## [SET PROBLEM]
Revise every one of the rows below so that each "drop one dot" becomes "place a single mark", and leave all other text as it is.
========
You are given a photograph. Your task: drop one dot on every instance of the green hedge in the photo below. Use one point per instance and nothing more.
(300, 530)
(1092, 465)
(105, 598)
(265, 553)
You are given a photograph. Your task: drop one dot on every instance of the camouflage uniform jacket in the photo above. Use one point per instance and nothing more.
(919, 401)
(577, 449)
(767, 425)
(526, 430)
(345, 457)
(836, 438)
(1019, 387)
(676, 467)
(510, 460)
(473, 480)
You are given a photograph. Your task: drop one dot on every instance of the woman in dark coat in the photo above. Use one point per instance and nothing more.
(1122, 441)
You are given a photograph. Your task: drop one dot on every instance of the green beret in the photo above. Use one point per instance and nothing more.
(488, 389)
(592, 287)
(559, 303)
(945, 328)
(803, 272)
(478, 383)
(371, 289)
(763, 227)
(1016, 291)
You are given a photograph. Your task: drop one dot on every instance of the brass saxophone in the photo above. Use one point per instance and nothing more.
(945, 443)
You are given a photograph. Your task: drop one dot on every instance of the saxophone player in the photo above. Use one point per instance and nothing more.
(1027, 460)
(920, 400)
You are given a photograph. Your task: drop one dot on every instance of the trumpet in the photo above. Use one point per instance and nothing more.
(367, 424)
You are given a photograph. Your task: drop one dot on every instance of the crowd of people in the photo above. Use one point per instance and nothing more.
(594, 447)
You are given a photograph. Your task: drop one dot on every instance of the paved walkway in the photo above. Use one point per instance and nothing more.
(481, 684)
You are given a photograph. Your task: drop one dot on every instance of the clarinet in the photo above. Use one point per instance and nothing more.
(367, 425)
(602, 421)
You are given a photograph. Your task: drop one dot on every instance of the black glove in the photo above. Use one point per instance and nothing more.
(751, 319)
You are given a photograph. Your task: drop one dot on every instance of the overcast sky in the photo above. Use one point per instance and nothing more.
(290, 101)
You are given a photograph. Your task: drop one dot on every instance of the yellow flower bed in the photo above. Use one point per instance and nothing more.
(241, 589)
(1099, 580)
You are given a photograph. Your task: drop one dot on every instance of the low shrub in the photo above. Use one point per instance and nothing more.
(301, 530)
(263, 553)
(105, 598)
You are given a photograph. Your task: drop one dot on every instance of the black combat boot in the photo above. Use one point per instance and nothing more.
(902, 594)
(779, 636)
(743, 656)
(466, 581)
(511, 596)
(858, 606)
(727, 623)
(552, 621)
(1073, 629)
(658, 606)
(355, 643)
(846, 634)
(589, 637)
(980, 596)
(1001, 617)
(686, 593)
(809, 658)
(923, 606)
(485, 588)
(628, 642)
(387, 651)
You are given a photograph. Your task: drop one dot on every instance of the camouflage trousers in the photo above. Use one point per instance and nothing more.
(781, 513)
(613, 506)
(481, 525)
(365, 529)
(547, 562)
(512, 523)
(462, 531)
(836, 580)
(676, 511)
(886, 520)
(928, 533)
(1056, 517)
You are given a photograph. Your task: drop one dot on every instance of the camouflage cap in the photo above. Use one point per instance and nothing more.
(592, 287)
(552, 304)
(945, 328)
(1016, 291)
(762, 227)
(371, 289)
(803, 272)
========
## [FULL OUTPUT]
You are given a photograph. Your task: place a single mark on every instance of the green hedge in the photo below. Use one point per instance and nothing more.
(300, 530)
(1092, 465)
(105, 598)
(265, 553)
You are given a photograph. Your task: place a single mark on every instance of the camouflage uniform jacket in the photo above. Use one point per instance and nothing more.
(919, 401)
(577, 449)
(767, 425)
(526, 430)
(345, 457)
(836, 438)
(1019, 387)
(676, 467)
(510, 460)
(473, 480)
You are given a photograph. Your task: place a single mark on every instance of the woman in dark coat in the photo above. Use one point per instance and nothing more.
(1122, 441)
You are given a photograph. Your task: place a single mark on every instance of the green beret in the photo above. Use one point per instance and nothing more.
(488, 389)
(592, 287)
(559, 303)
(945, 328)
(803, 272)
(478, 383)
(371, 289)
(763, 227)
(1016, 291)
You are given a photograph. Your task: place a single mark on every instance of the brass saxophone in the photo above. Use one point per instance and nothing more.
(945, 443)
You are given a photograph. Your task: place a single mark on every instance of the saxophone player in the photo above. Use one point per instance and nothing more.
(1027, 460)
(920, 400)
You are given a photograph. Your task: place a single mark on every instance of the trumpet in the photo above. Use one point per instance and nothing more.
(367, 424)
You are given a photograph. Your task: place a single mark on every instance of the crowd of people in the photo above. Use one point per instance and nothing more.
(594, 447)
You are given a photograph. Your task: place a single mark on every instance of the paved walkway in the photo above. Use one point per instance and nothing more.
(481, 684)
You are given a photograph. Your task: place a single mark on every instance of the clarinet in the photo above. Use one point per instance and nothing more.
(367, 425)
(602, 421)
You are given a photograph. Your task: place a single mark on every instance of the black glove in the photo above. Use one point per instance and nothing more.
(751, 319)
You are given a photograph. Your task: place a single mark on every instance of the overcast sky in the photo above. Use one point per instance and nothing more.
(290, 101)
You are given a photograph. Your task: place a single mark on every instance of the yellow flower bed in the photo above. Use one point per instance and nothing more.
(241, 589)
(1099, 580)
You are given a photograph. Your task: place a single mark on every instance of the low shrub in the photo above. Use one point per instance and nothing more.
(301, 530)
(263, 553)
(105, 598)
You are given a photograph. Your task: place a single mark on every instance of the black combat boot in the photo above. Use one point per instance and nothing more.
(902, 594)
(779, 636)
(743, 656)
(466, 581)
(511, 596)
(858, 606)
(727, 623)
(552, 621)
(1073, 629)
(658, 606)
(355, 643)
(846, 634)
(589, 637)
(980, 596)
(1001, 617)
(686, 593)
(809, 658)
(923, 606)
(485, 588)
(628, 642)
(387, 651)
You are given a photograph. Your task: place a single mark on every instance of the camouflage trousers in the photo above. Use one point per instance and nothing more.
(781, 513)
(613, 506)
(481, 525)
(365, 529)
(547, 562)
(512, 523)
(462, 531)
(836, 580)
(676, 511)
(886, 520)
(928, 533)
(1056, 517)
You are given a photograph. Your task: place a single mark on every instance of the camouflage cap in the photo above. Use one point per instance and nothing more.
(592, 287)
(552, 304)
(945, 328)
(1016, 291)
(762, 227)
(371, 289)
(803, 272)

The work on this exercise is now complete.